Start of READING TEXT

Deputy of the Legislative Assembly of El Salvador
- In office 13 February 1929 – 1930 Serving with Fernando López

Governor of Cuscatlán Department
- In office 1923–1928 Serving with Fernando López

Personal details
- Born: 23 January 1900 San Salvador, El Salvador
- Died: 10 June 1981 (aged 81) San Salvador, El Salvador
- Resting place: Cemetery of Distinguished Citizens
- Spouse: Mercedes Antonia Arciniegas Villatoro
- Parent(s): Fidel Novoa Meléndez, María Inés Fuentes Najarro
- Relatives: Constantino Fuentes Parra Fidel Novoa Meléndez Ricardo Armando Novoa Arciniegas (son, 1931–2017)
- Alma mater: Liceo Salvadoreño and University of El Salvador
- Occupation: Politician, physician, surgeon

= Fidel Novoa Fuentes =

Salvadoran physician and politician (1900–1981)

Fidel Antonio Novoa Fuentes (23 January 1900 – 10 June 1981) was a Salvadoran physician, surgeon and politician.

End of READING TEXT

WORK ITEM A: Decide whether each statement agrees with the Fidel Novoa Fuentes biography, answering yes or no and quoting the words that settle it: (i) He was governor of Cuscatlán Department before he became a deputy of the Legislative Assembly. (ii) He was born outside San Salvador. (iii) He studied at the University of El Salvador.
WORK ITEM B:
Answer these questions from the Fidel Novoa Fuentes biography:
(i) Where is he buried?
(ii) Who was his spouse?
(iii) Who served with him as a deputy of the Legislative Assembly?
WORK ITEM C: Carry on the Fidel Novoa Fuentes biography from its last sentence.

Start of DATA EXTRACT

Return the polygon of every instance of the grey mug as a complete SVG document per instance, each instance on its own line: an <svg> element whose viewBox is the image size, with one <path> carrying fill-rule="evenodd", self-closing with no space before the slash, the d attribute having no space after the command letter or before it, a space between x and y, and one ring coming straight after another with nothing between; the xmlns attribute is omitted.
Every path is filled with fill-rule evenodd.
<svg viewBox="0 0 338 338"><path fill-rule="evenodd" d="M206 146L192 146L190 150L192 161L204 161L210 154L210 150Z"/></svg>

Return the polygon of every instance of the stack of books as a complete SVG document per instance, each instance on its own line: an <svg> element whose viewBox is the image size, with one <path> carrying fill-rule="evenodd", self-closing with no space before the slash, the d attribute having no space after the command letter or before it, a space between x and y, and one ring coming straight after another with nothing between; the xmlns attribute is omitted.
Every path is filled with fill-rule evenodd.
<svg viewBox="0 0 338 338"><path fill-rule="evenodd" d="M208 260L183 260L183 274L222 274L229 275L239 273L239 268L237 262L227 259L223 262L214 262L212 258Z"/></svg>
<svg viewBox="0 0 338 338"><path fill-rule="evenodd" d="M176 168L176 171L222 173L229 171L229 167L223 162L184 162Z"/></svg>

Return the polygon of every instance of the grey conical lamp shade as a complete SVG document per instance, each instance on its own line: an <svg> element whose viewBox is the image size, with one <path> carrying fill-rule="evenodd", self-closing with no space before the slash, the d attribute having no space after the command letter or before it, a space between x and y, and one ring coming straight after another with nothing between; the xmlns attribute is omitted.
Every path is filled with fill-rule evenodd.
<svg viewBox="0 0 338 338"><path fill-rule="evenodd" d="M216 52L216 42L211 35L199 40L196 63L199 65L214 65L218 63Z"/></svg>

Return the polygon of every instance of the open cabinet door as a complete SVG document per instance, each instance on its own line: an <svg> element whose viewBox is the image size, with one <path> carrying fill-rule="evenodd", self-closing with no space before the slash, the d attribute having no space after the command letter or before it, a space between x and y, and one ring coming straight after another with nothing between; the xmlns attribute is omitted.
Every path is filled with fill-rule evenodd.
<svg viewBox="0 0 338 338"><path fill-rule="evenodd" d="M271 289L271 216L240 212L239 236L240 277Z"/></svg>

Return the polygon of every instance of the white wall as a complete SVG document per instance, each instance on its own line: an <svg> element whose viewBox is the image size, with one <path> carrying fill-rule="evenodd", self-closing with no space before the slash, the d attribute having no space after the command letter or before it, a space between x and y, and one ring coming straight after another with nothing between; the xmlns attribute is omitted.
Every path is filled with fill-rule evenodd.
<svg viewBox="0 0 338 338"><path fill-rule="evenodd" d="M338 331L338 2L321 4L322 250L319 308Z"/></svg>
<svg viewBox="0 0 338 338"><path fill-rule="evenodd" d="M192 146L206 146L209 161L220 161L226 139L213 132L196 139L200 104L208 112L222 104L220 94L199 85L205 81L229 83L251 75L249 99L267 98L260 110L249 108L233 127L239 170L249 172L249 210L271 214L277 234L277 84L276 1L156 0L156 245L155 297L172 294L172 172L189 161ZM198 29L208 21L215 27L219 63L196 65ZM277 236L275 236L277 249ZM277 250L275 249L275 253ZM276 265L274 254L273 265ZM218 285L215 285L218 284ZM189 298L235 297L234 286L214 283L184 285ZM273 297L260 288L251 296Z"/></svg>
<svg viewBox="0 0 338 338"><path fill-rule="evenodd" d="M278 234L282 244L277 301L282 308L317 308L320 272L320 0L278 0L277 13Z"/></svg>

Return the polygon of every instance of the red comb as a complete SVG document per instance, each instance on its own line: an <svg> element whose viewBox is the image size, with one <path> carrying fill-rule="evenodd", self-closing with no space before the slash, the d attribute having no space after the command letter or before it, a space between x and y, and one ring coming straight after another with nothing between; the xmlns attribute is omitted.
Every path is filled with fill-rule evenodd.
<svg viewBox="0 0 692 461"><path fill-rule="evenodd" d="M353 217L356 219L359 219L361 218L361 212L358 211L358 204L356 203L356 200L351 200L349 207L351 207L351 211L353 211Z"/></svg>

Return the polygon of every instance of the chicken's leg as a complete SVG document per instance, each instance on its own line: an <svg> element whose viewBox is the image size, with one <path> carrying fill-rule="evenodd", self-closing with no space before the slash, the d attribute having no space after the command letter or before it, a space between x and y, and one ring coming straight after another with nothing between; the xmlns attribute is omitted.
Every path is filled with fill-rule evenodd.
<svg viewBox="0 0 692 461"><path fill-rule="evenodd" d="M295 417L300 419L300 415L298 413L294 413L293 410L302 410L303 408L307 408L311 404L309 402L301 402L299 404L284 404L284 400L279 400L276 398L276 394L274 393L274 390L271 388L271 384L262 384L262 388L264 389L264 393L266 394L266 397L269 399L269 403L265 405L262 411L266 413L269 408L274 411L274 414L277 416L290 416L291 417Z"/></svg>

End of DATA EXTRACT

EXERCISE OUTPUT A:
(i) Yes: "In office 1923–1928" (governor) and "In office 13 February 1929 – 1930" (deputy).
(ii) No: "Born: 23 January 1900 San Salvador, El Salvador".
(iii) Yes: "Alma mater: Liceo Salvadoreño and University of El Salvador".

EXERCISE OUTPUT B:
(i) Cemetery of Distinguished Citizens
(ii) Mercedes Antonia Arciniegas Villatoro
(iii) Fernando López

EXERCISE OUTPUT C:
== Early life ==

Fuentes' pharmacy outside, downtown San Salvador, 1927.

 Born 23 January 1900. His parents were Fidel Novoa Meléndez and María Inés Fuentes Najarro. He attended primary school at the Salvadoran Lyceum and secondary school at the Francisco Menéndez National Institute (INFRAMEN) in San Salvador, obtaining a bachelor's degree in science and art in 1917. Doctor of medicine and surgeon, degree obtained at the University of El Salvador in 1926, with post-graduate studies in the urinary tract in Paris, France in 1926, at the Necker clinic. His doctoral thesis was published on 20 February 1926 and is entitled: Treatment of Chronic Diarrhea to Protozoan by Estovarsol.

San Salvador National Children's Home, downtown San Salvador, 1930's.

 Novoa Fuentes headed the Novoa Pharmacy from 1922, due to his father's death. He was an ad honorem physician and director of the Hospice for Orphans, later called the National Children's Home, from 1928 to 1945.

== Political career ==
Novoa Fuentes was the Governor of Cuscatlán Department, when during his governorship in 1924 construction began in Cojutepeque for the Mountain Park (Cerro de las Pavas). Later he was elected as congressman of the Legislative Assembly of El Salvador in 1929.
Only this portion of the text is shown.